Problem to work on: Copy every record that follows, word for word.

Content starts

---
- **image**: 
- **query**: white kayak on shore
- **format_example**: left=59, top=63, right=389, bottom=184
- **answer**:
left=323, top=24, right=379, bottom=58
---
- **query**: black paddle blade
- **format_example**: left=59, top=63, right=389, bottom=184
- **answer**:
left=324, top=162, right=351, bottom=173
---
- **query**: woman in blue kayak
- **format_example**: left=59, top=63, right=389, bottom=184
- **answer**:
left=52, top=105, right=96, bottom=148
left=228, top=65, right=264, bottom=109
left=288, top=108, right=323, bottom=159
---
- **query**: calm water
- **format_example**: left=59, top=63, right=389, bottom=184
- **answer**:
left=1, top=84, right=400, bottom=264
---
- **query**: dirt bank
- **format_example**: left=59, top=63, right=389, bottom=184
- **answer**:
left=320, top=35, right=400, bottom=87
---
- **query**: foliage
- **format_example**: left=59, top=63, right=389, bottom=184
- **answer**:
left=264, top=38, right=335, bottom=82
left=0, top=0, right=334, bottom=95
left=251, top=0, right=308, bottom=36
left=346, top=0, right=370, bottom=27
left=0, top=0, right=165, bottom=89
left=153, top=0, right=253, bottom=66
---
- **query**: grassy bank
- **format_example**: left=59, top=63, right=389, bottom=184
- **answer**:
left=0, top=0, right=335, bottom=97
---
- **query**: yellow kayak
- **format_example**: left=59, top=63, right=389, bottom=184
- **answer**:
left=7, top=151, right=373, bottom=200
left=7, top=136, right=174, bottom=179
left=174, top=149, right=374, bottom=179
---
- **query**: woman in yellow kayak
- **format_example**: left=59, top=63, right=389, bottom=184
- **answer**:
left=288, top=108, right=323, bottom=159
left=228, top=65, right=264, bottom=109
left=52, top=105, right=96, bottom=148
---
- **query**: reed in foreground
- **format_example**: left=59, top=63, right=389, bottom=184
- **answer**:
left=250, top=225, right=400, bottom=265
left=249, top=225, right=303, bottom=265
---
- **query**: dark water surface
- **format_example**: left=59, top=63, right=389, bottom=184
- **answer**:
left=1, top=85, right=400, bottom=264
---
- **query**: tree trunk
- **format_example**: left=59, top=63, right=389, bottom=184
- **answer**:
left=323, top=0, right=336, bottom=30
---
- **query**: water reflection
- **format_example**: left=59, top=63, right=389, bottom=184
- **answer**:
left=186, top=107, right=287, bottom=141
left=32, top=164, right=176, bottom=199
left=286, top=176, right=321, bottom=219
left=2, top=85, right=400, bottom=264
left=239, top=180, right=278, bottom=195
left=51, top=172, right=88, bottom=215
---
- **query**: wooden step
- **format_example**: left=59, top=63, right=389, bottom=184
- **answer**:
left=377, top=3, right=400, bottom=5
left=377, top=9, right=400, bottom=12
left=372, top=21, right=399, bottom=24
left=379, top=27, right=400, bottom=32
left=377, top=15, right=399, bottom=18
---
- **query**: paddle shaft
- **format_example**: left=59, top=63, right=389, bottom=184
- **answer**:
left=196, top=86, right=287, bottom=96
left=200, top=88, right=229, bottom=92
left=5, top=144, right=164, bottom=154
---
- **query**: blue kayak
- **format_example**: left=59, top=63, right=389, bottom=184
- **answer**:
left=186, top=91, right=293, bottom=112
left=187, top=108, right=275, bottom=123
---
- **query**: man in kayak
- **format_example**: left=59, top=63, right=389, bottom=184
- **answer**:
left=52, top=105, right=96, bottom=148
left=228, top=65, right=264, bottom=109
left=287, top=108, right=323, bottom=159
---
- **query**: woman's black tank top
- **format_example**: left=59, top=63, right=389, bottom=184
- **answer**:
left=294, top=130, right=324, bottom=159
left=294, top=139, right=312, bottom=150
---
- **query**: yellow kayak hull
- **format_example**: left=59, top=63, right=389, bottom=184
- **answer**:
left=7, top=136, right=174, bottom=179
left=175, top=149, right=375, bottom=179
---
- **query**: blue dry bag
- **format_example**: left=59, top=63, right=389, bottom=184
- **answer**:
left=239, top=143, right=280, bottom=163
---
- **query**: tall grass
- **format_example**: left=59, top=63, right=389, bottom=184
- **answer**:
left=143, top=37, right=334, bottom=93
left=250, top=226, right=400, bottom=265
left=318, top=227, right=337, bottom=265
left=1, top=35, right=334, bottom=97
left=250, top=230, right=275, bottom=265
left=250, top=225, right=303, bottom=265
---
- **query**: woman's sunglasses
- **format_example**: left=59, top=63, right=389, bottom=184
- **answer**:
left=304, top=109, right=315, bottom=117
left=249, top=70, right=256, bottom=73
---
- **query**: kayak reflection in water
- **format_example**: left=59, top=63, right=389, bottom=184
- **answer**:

Content ends

Solved exercise:
---
- **image**: 
- **query**: white kayak on shore
- **format_example**: left=59, top=63, right=389, bottom=184
- **answer**:
left=323, top=24, right=379, bottom=58
---
- **query**: black paddle blade
- **format_example**: left=59, top=63, right=389, bottom=184
- **answer**:
left=324, top=162, right=351, bottom=173
---
- **query**: woman in blue kayak
- **format_example**: left=59, top=63, right=389, bottom=184
- **answer**:
left=52, top=105, right=96, bottom=148
left=228, top=65, right=264, bottom=109
left=288, top=108, right=323, bottom=159
---
- **query**: calm water
- **format_example**: left=59, top=63, right=389, bottom=184
- **answer**:
left=1, top=84, right=400, bottom=264
---
- **query**: dirt bank
- **format_example**: left=59, top=63, right=389, bottom=184
- **answer**:
left=320, top=35, right=400, bottom=87
---
- **query**: foliage
- **format_example**: left=59, top=63, right=389, bottom=184
- **answer**:
left=264, top=38, right=335, bottom=82
left=0, top=0, right=334, bottom=95
left=251, top=0, right=308, bottom=36
left=346, top=0, right=370, bottom=27
left=0, top=0, right=165, bottom=89
left=153, top=0, right=253, bottom=66
---
- **query**: grassy bank
- **format_example**: left=59, top=63, right=389, bottom=184
- **answer**:
left=0, top=0, right=335, bottom=97
---
- **query**: yellow kayak
- **format_example**: left=59, top=63, right=389, bottom=184
- **answer**:
left=7, top=151, right=373, bottom=200
left=7, top=136, right=174, bottom=179
left=174, top=149, right=374, bottom=179
---
- **query**: woman in yellow kayak
- **format_example**: left=59, top=63, right=389, bottom=184
- **answer**:
left=288, top=108, right=323, bottom=159
left=228, top=65, right=264, bottom=109
left=52, top=105, right=96, bottom=148
---
- **query**: reed in foreground
- **format_example**: left=59, top=63, right=389, bottom=184
- **answer**:
left=250, top=225, right=400, bottom=265
left=249, top=225, right=303, bottom=265
---
- **query**: dark water surface
- **format_example**: left=59, top=63, right=389, bottom=184
- **answer**:
left=1, top=85, right=400, bottom=264
---
- **query**: tree trunk
- **format_example**: left=59, top=63, right=389, bottom=184
- **answer**:
left=323, top=0, right=336, bottom=30
---
- **query**: water reflection
- **format_example**: left=59, top=63, right=389, bottom=184
- **answer**:
left=186, top=107, right=287, bottom=141
left=32, top=164, right=176, bottom=199
left=286, top=176, right=321, bottom=219
left=2, top=85, right=400, bottom=264
left=239, top=180, right=278, bottom=195
left=51, top=172, right=88, bottom=215
---
- **query**: wooden step
- **format_example**: left=59, top=63, right=389, bottom=184
- **answer**:
left=377, top=3, right=400, bottom=5
left=377, top=9, right=400, bottom=12
left=372, top=21, right=399, bottom=24
left=379, top=27, right=400, bottom=32
left=377, top=15, right=399, bottom=18
---
- **query**: paddle shaft
- **format_example**: left=59, top=63, right=389, bottom=184
- **answer**:
left=196, top=86, right=287, bottom=96
left=200, top=88, right=229, bottom=92
left=5, top=144, right=164, bottom=154
---
- **query**: blue kayak
- **format_example**: left=59, top=63, right=389, bottom=184
- **answer**:
left=186, top=91, right=293, bottom=112
left=187, top=108, right=275, bottom=123
---
- **query**: man in kayak
- **format_example**: left=59, top=63, right=389, bottom=184
- **answer**:
left=52, top=105, right=96, bottom=148
left=228, top=65, right=264, bottom=109
left=287, top=108, right=323, bottom=159
---
- **query**: woman's black tank top
- **format_example**: left=59, top=63, right=389, bottom=184
- **answer**:
left=294, top=130, right=324, bottom=159
left=294, top=139, right=312, bottom=150
---
- **query**: yellow kayak hull
- **format_example**: left=59, top=63, right=389, bottom=184
- **answer**:
left=7, top=136, right=174, bottom=179
left=175, top=149, right=375, bottom=179
---
- **query**: blue dry bag
- **format_example**: left=59, top=63, right=389, bottom=184
- **answer**:
left=239, top=143, right=280, bottom=163
---
- **query**: tall grass
- **format_example**: left=59, top=63, right=389, bottom=184
- **answer**:
left=143, top=37, right=334, bottom=93
left=250, top=226, right=400, bottom=265
left=318, top=227, right=337, bottom=265
left=1, top=35, right=334, bottom=97
left=250, top=230, right=275, bottom=265
left=250, top=225, right=303, bottom=265
---
- **query**: woman's sunglasses
- **format_example**: left=59, top=63, right=389, bottom=184
- **answer**:
left=304, top=109, right=315, bottom=117
left=249, top=70, right=256, bottom=73
---
- **query**: kayak reflection in water
- **format_example**: left=59, top=63, right=389, bottom=184
- **answer**:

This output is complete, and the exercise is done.